-- Start --

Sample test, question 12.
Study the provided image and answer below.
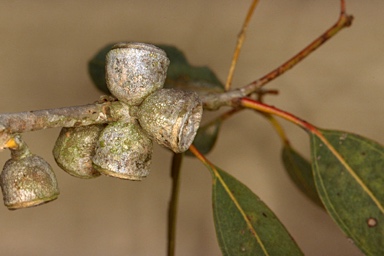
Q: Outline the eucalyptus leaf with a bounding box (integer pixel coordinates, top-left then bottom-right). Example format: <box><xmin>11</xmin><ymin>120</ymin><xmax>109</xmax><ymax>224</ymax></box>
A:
<box><xmin>88</xmin><ymin>44</ymin><xmax>224</xmax><ymax>95</ymax></box>
<box><xmin>88</xmin><ymin>44</ymin><xmax>115</xmax><ymax>95</ymax></box>
<box><xmin>311</xmin><ymin>130</ymin><xmax>384</xmax><ymax>255</ymax></box>
<box><xmin>208</xmin><ymin>166</ymin><xmax>303</xmax><ymax>256</ymax></box>
<box><xmin>185</xmin><ymin>118</ymin><xmax>223</xmax><ymax>156</ymax></box>
<box><xmin>281</xmin><ymin>143</ymin><xmax>324</xmax><ymax>207</ymax></box>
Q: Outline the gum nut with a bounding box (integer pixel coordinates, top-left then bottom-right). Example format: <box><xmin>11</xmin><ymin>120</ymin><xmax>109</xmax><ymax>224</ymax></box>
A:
<box><xmin>53</xmin><ymin>124</ymin><xmax>105</xmax><ymax>179</ymax></box>
<box><xmin>93</xmin><ymin>121</ymin><xmax>153</xmax><ymax>180</ymax></box>
<box><xmin>105</xmin><ymin>43</ymin><xmax>169</xmax><ymax>105</ymax></box>
<box><xmin>137</xmin><ymin>89</ymin><xmax>203</xmax><ymax>153</ymax></box>
<box><xmin>0</xmin><ymin>155</ymin><xmax>59</xmax><ymax>210</ymax></box>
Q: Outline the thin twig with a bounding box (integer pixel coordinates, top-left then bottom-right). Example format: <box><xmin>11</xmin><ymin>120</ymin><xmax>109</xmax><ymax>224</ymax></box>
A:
<box><xmin>168</xmin><ymin>154</ymin><xmax>183</xmax><ymax>256</ymax></box>
<box><xmin>202</xmin><ymin>0</ymin><xmax>353</xmax><ymax>110</ymax></box>
<box><xmin>0</xmin><ymin>101</ymin><xmax>130</xmax><ymax>149</ymax></box>
<box><xmin>225</xmin><ymin>0</ymin><xmax>259</xmax><ymax>91</ymax></box>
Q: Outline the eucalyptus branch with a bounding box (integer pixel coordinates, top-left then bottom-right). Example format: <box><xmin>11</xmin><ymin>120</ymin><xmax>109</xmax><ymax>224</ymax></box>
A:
<box><xmin>202</xmin><ymin>0</ymin><xmax>353</xmax><ymax>110</ymax></box>
<box><xmin>0</xmin><ymin>101</ymin><xmax>129</xmax><ymax>147</ymax></box>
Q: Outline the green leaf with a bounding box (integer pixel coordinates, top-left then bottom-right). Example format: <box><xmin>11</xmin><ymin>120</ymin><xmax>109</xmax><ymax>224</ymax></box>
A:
<box><xmin>185</xmin><ymin>118</ymin><xmax>223</xmax><ymax>156</ymax></box>
<box><xmin>281</xmin><ymin>143</ymin><xmax>324</xmax><ymax>207</ymax></box>
<box><xmin>208</xmin><ymin>166</ymin><xmax>303</xmax><ymax>256</ymax></box>
<box><xmin>88</xmin><ymin>44</ymin><xmax>115</xmax><ymax>95</ymax></box>
<box><xmin>311</xmin><ymin>130</ymin><xmax>384</xmax><ymax>255</ymax></box>
<box><xmin>88</xmin><ymin>44</ymin><xmax>224</xmax><ymax>94</ymax></box>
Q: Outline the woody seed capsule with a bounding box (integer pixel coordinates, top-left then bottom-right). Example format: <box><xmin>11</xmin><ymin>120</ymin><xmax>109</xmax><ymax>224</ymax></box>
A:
<box><xmin>105</xmin><ymin>43</ymin><xmax>169</xmax><ymax>105</ymax></box>
<box><xmin>137</xmin><ymin>89</ymin><xmax>203</xmax><ymax>153</ymax></box>
<box><xmin>0</xmin><ymin>151</ymin><xmax>59</xmax><ymax>210</ymax></box>
<box><xmin>53</xmin><ymin>124</ymin><xmax>105</xmax><ymax>179</ymax></box>
<box><xmin>92</xmin><ymin>120</ymin><xmax>153</xmax><ymax>180</ymax></box>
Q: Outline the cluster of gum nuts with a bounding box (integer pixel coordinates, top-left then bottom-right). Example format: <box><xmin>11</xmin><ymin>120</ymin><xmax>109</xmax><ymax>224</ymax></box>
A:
<box><xmin>0</xmin><ymin>43</ymin><xmax>203</xmax><ymax>210</ymax></box>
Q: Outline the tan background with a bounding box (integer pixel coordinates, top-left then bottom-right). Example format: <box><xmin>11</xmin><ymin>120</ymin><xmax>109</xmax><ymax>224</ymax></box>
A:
<box><xmin>0</xmin><ymin>0</ymin><xmax>384</xmax><ymax>256</ymax></box>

-- End --

Job
Only the lines from the one containing "Q: Outline the cluster" to the end of the records should be repeated, exactly as they appear.

Output below
Q: Outline the cluster of gum nuts with a bounding box (integer pixel coordinates, top-left then bottom-right). Example format: <box><xmin>11</xmin><ymin>120</ymin><xmax>109</xmax><ymax>224</ymax></box>
A:
<box><xmin>0</xmin><ymin>43</ymin><xmax>203</xmax><ymax>210</ymax></box>
Q: Outline the tan background with a bounding box (integer pixel coordinates, top-left then bottom-right). Example format: <box><xmin>11</xmin><ymin>120</ymin><xmax>109</xmax><ymax>224</ymax></box>
A:
<box><xmin>0</xmin><ymin>0</ymin><xmax>384</xmax><ymax>256</ymax></box>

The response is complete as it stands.